>> begin Records shown

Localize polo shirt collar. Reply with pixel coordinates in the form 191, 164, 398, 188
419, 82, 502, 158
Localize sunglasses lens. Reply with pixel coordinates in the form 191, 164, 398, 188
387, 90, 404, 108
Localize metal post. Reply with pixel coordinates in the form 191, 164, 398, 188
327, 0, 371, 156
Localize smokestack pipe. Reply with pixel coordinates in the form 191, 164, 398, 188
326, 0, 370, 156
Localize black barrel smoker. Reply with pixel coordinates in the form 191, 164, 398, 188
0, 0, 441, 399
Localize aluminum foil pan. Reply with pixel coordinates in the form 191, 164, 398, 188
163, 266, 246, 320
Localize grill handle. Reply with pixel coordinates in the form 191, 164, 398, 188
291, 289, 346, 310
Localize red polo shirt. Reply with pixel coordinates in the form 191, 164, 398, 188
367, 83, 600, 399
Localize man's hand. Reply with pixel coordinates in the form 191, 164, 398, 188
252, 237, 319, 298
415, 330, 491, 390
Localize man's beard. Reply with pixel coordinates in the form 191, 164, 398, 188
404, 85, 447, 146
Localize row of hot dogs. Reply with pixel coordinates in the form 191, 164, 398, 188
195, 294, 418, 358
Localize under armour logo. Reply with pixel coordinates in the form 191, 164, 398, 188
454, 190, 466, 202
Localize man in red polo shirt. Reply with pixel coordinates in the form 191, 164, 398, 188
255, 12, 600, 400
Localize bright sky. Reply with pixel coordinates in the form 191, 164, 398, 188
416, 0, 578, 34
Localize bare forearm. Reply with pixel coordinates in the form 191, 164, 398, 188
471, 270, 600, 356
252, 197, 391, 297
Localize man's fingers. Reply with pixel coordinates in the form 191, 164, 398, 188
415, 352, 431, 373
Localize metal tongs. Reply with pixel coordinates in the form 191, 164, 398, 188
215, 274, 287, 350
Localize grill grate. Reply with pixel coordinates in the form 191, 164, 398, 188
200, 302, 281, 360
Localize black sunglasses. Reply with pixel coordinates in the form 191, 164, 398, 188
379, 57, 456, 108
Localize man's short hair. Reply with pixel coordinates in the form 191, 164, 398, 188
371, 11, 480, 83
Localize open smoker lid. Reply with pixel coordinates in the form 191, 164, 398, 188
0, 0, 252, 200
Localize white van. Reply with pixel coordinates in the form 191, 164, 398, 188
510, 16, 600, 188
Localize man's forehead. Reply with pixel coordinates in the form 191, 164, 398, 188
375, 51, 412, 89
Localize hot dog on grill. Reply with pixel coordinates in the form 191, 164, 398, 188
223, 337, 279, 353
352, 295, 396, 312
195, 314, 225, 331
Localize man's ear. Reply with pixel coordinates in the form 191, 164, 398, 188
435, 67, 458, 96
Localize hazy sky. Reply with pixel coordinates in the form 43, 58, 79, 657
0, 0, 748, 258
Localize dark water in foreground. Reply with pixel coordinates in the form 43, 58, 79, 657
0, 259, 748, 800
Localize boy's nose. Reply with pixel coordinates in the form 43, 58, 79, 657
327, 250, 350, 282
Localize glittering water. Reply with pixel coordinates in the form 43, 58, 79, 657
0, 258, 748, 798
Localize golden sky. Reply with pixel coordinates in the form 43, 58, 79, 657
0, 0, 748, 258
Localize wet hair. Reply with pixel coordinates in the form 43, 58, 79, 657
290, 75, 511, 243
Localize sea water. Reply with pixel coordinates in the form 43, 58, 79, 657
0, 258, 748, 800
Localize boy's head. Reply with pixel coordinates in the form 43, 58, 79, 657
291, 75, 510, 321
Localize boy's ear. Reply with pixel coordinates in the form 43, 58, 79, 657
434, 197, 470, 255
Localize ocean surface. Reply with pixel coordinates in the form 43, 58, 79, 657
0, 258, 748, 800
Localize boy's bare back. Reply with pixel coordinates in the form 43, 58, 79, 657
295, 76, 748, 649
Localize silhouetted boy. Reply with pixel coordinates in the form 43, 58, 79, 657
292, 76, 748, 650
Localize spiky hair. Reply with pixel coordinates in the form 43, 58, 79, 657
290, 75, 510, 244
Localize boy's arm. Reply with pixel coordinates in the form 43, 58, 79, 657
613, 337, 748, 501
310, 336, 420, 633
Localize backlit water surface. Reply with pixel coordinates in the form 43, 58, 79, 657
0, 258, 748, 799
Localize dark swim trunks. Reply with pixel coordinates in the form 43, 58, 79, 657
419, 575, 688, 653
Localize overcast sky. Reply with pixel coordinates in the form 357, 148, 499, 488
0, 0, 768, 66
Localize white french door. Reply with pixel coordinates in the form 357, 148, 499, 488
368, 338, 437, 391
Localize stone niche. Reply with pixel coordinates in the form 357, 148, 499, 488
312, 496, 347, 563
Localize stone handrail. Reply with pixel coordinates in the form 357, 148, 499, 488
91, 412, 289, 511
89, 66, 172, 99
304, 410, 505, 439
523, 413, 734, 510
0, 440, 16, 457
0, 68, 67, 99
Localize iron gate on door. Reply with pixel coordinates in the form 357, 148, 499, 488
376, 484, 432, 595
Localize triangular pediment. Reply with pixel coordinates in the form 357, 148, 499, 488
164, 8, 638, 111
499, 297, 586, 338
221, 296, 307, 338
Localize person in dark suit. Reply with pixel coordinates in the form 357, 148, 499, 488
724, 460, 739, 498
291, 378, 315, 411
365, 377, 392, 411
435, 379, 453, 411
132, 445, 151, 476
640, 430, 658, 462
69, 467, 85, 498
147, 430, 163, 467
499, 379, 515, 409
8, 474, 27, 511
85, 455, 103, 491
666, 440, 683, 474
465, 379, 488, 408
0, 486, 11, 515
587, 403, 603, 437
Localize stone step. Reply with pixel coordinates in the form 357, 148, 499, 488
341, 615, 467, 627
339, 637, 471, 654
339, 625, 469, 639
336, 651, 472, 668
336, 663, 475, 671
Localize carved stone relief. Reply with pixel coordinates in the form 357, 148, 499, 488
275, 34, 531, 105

>> end Records shown

* [Problem]:
Return every line of the records above without any changes.

* [Task answer]:
Localize polo shirt collar. Reply with pixel coordinates in the form 191, 164, 398, 188
419, 82, 502, 158
Localize sunglasses lens. Reply with pixel coordinates in the form 191, 164, 398, 188
387, 90, 404, 108
Localize metal post. Reply with pixel coordinates in the form 191, 164, 398, 188
327, 0, 371, 156
Localize smokestack pipe. Reply with pixel coordinates in the form 191, 164, 398, 188
326, 0, 370, 156
Localize black barrel smoker. Reply with pixel coordinates in the form 191, 164, 398, 188
0, 0, 441, 399
Localize aluminum foil pan. Reply with pixel coordinates in the form 191, 164, 398, 188
163, 266, 246, 320
Localize grill handle. Reply with pixel coordinates in the form 191, 164, 398, 188
291, 289, 346, 310
Localize red polo shirt. Reply with pixel coordinates in the form 191, 164, 398, 188
367, 83, 600, 399
Localize man's hand. Reply with pixel coordinates in the form 191, 164, 398, 188
252, 237, 319, 298
415, 330, 491, 390
Localize man's beard. Reply with pixel coordinates in the form 191, 164, 398, 188
404, 85, 447, 146
Localize row of hot dogs. Reply with pixel coordinates in the form 191, 164, 398, 188
195, 294, 418, 358
Localize under armour logo. Reply with pixel coordinates in the form 191, 164, 398, 188
454, 190, 466, 202
Localize man in red polo shirt. Reply with pixel coordinates in the form 191, 164, 398, 188
255, 12, 600, 400
Localize bright sky. Reply with pixel coordinates in the form 191, 164, 398, 188
416, 0, 578, 34
Localize bare forearm. Reply with pixel coordinates in the form 191, 164, 398, 188
471, 270, 600, 356
252, 197, 391, 297
Localize man's fingers. Reply with pixel coordinates in the form 191, 164, 398, 188
415, 352, 431, 373
Localize metal tongs. Reply with pixel coordinates in the form 191, 164, 398, 188
215, 274, 287, 350
Localize grill grate. Reply with pixel coordinates in the form 191, 164, 398, 188
200, 302, 281, 360
Localize black sunglasses. Reply with pixel coordinates in the form 191, 164, 398, 188
379, 57, 456, 108
Localize man's short hair. Reply with pixel coordinates in the form 191, 164, 398, 188
371, 11, 480, 83
Localize open smoker lid. Reply with pixel coordinates in the form 191, 164, 398, 188
0, 0, 252, 200
Localize white van. Reply with pixel coordinates in the form 191, 164, 398, 188
510, 16, 600, 188
Localize man's forehead. Reply with pixel coordinates in the form 191, 164, 398, 188
375, 51, 412, 89
Localize hot dog on grill. Reply with pixel coordinates in the form 191, 164, 398, 188
223, 337, 279, 353
352, 295, 396, 312
195, 314, 225, 331
Localize man's ear. Reply with pixel coordinates in the form 191, 164, 398, 188
435, 67, 458, 96
Localize hazy sky. Reply with pixel coordinates in the form 43, 58, 79, 657
0, 0, 748, 258
Localize dark water in foreground. Reply with pixel coordinates in the form 43, 58, 79, 657
0, 259, 748, 800
Localize boy's nose. Reply with pixel coordinates in the form 43, 58, 79, 657
327, 250, 350, 282
Localize glittering water. Reply with pixel coordinates in the form 43, 58, 79, 657
0, 258, 748, 798
Localize golden sky. Reply with pixel coordinates in the form 43, 58, 79, 657
0, 0, 748, 258
Localize wet hair. Reply with pixel coordinates in the form 43, 58, 79, 657
290, 75, 511, 243
Localize sea water. Reply with pixel coordinates in the form 43, 58, 79, 657
0, 258, 748, 800
Localize boy's head. Reply with pixel coordinates in the form 43, 58, 79, 657
291, 75, 510, 321
Localize boy's ear. Reply with pixel coordinates in the form 43, 58, 79, 657
434, 197, 470, 255
Localize ocean surface. Reply with pixel coordinates in the form 43, 58, 79, 657
0, 258, 748, 800
Localize boy's bare back. Reply with pixel coordinates in the form 43, 58, 79, 657
295, 76, 748, 649
Localize silhouetted boy. Reply with pixel coordinates in the form 43, 58, 79, 657
292, 76, 748, 650
Localize spiky hair. Reply with pixel coordinates in the form 43, 58, 79, 657
290, 75, 510, 244
Localize boy's arm. Reply with pixel coordinates in the form 43, 58, 79, 657
613, 337, 748, 501
310, 336, 420, 633
Localize backlit water surface. Reply with pixel coordinates in the form 43, 58, 79, 657
0, 258, 748, 799
Localize dark swim trunks. Reply with pixel coordinates in the form 43, 58, 79, 657
419, 575, 688, 653
Localize overcast sky. Reply with pixel coordinates in the form 357, 148, 499, 488
0, 0, 768, 66
Localize white french door. Reply with pixel coordinates in the form 357, 148, 499, 488
368, 338, 437, 391
Localize stone niche. Reply with pixel coordinates in the form 357, 148, 499, 488
312, 496, 347, 563
Localize stone handrail. Reply with pixel coordinates in the form 357, 148, 499, 488
91, 412, 289, 511
89, 66, 172, 99
304, 410, 505, 439
523, 413, 734, 510
0, 440, 16, 457
0, 68, 67, 99
Localize iron gate on door. Reply with pixel coordinates in the form 357, 148, 499, 488
376, 484, 432, 595
Localize triangular pediment. Reply with pixel coordinates in the form 357, 148, 499, 488
164, 8, 638, 111
499, 297, 586, 338
221, 296, 307, 338
Localize person in dark suit. Reply with pixel coordinates in the form 357, 148, 499, 488
724, 460, 739, 498
291, 378, 315, 411
365, 377, 392, 411
435, 379, 453, 411
132, 445, 151, 476
640, 430, 658, 462
69, 467, 85, 498
147, 430, 163, 467
499, 379, 515, 409
8, 474, 27, 511
85, 455, 103, 491
666, 440, 683, 474
465, 379, 488, 408
0, 486, 11, 515
587, 403, 603, 437
Localize stone step. Reply with pixel coordinates in the form 357, 148, 499, 488
341, 615, 467, 627
339, 637, 471, 654
339, 625, 469, 639
336, 651, 472, 668
336, 663, 475, 671
Localize carved stone relief. Reply with pixel coordinates in the form 357, 148, 499, 488
275, 34, 531, 105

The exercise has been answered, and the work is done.